Task
State how many lines of the records below contain the word "hoodie". Give the number alone.

Information shown
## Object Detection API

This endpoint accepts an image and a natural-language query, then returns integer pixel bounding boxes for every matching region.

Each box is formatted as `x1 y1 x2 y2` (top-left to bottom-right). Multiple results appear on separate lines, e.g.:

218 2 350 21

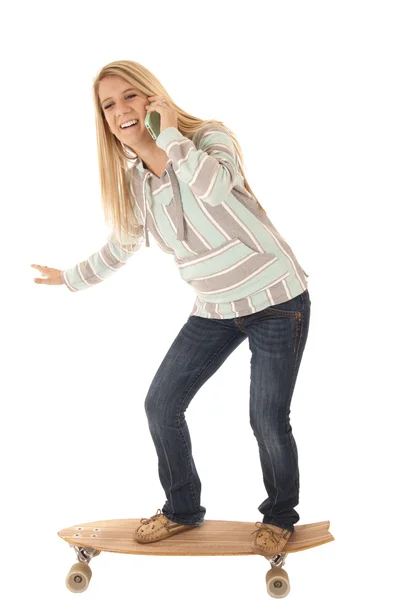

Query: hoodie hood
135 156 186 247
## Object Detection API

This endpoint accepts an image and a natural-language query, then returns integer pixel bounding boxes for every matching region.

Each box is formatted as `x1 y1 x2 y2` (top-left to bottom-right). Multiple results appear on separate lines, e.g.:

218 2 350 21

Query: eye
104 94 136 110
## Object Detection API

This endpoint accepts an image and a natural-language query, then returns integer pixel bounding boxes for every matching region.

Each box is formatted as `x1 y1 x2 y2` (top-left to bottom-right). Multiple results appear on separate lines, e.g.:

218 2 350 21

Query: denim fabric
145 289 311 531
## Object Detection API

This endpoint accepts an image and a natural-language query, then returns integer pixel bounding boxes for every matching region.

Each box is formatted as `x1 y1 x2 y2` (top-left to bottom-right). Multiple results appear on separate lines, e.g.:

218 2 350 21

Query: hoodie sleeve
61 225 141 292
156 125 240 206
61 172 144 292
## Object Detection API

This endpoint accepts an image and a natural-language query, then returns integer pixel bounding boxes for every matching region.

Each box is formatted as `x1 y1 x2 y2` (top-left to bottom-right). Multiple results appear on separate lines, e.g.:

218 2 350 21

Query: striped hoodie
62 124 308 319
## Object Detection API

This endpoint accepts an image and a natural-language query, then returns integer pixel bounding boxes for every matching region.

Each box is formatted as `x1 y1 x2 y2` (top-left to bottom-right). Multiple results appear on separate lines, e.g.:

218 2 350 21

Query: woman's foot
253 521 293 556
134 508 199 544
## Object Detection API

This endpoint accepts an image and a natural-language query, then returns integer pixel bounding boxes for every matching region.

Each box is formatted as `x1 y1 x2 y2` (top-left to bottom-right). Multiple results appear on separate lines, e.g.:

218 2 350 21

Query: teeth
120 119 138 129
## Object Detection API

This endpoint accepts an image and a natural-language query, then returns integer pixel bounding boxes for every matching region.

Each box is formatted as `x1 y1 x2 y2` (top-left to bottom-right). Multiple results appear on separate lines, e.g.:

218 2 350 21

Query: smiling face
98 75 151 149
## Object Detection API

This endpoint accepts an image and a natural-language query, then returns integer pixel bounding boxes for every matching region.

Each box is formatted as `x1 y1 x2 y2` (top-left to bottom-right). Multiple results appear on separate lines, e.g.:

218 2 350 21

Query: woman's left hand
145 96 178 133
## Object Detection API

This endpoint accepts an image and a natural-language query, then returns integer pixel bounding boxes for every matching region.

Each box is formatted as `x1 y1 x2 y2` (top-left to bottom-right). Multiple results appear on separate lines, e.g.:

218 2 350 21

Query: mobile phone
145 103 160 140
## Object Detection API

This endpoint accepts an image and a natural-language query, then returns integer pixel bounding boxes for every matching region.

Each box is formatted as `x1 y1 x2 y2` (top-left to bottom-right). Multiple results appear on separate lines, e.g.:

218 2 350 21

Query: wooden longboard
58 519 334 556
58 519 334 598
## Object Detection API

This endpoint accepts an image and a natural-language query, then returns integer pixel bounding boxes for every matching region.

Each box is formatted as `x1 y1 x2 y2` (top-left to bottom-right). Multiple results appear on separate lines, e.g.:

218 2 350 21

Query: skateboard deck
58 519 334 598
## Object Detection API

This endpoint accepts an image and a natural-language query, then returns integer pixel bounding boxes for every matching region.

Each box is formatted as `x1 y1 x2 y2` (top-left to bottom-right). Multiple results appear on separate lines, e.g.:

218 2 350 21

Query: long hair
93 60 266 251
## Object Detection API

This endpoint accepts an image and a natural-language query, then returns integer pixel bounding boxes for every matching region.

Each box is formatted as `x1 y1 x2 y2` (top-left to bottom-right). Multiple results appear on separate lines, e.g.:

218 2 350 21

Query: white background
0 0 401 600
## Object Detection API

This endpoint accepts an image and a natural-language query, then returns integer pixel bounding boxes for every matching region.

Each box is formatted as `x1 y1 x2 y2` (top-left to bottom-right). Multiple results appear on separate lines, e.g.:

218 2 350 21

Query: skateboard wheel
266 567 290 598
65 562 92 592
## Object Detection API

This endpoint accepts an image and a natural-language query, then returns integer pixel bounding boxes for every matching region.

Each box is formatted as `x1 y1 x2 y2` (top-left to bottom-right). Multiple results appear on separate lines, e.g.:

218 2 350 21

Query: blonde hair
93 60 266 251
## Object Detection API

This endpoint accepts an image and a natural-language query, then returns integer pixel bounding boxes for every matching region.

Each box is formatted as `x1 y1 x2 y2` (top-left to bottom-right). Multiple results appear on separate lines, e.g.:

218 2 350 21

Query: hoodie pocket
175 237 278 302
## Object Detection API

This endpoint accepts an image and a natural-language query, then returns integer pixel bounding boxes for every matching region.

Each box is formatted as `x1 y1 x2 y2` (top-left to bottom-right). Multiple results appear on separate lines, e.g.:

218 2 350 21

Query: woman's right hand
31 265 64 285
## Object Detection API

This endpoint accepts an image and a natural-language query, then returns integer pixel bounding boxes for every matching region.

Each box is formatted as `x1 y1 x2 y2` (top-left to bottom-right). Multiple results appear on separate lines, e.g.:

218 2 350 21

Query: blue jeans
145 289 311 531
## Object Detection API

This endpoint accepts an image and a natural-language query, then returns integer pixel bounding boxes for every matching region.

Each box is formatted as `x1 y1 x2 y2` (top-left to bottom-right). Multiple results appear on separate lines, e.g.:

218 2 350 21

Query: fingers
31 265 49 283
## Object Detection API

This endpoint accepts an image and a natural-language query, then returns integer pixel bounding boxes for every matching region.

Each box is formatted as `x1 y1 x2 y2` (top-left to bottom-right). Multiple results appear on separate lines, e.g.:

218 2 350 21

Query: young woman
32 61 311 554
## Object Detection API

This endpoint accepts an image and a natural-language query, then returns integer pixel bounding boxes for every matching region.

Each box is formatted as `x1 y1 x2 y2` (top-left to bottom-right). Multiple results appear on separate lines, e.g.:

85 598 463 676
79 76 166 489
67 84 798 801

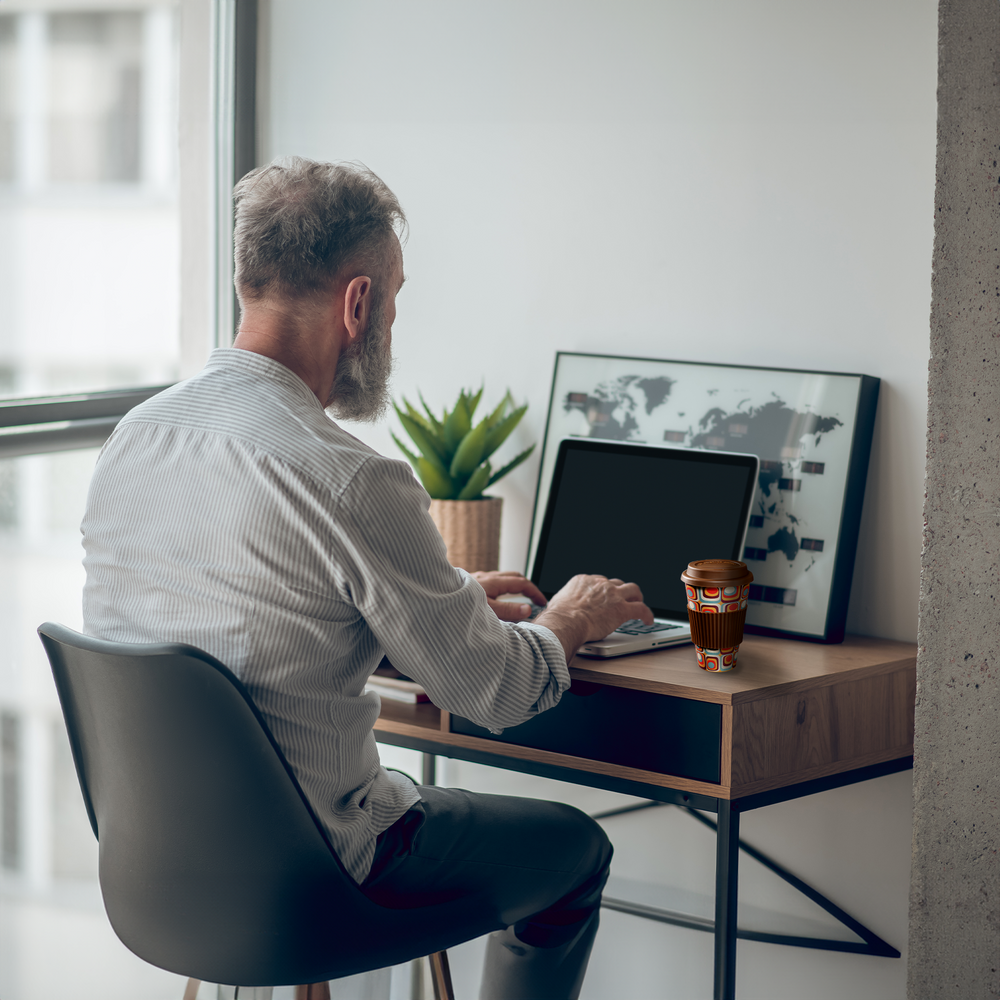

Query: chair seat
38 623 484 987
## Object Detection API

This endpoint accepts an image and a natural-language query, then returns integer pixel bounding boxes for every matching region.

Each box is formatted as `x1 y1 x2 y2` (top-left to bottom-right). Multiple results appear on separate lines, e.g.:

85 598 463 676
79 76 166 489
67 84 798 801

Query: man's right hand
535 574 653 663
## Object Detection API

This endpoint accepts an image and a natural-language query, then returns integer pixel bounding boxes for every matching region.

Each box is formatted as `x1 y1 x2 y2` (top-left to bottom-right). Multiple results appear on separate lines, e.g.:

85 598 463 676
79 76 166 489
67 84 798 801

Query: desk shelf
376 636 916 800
* * *
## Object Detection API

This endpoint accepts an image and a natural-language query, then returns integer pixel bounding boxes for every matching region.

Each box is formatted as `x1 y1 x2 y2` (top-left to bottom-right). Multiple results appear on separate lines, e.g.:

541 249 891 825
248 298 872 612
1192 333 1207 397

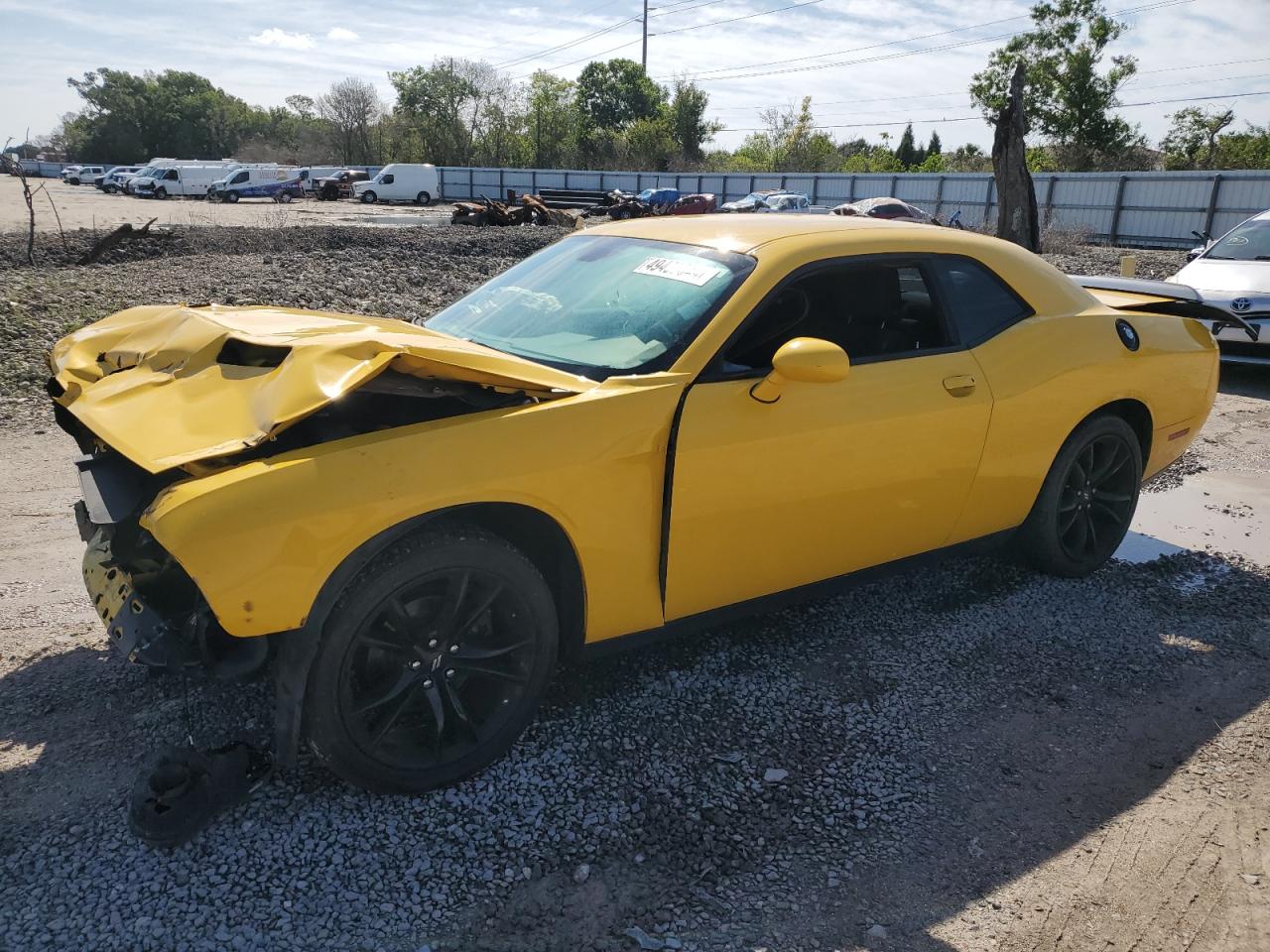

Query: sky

Written answer
4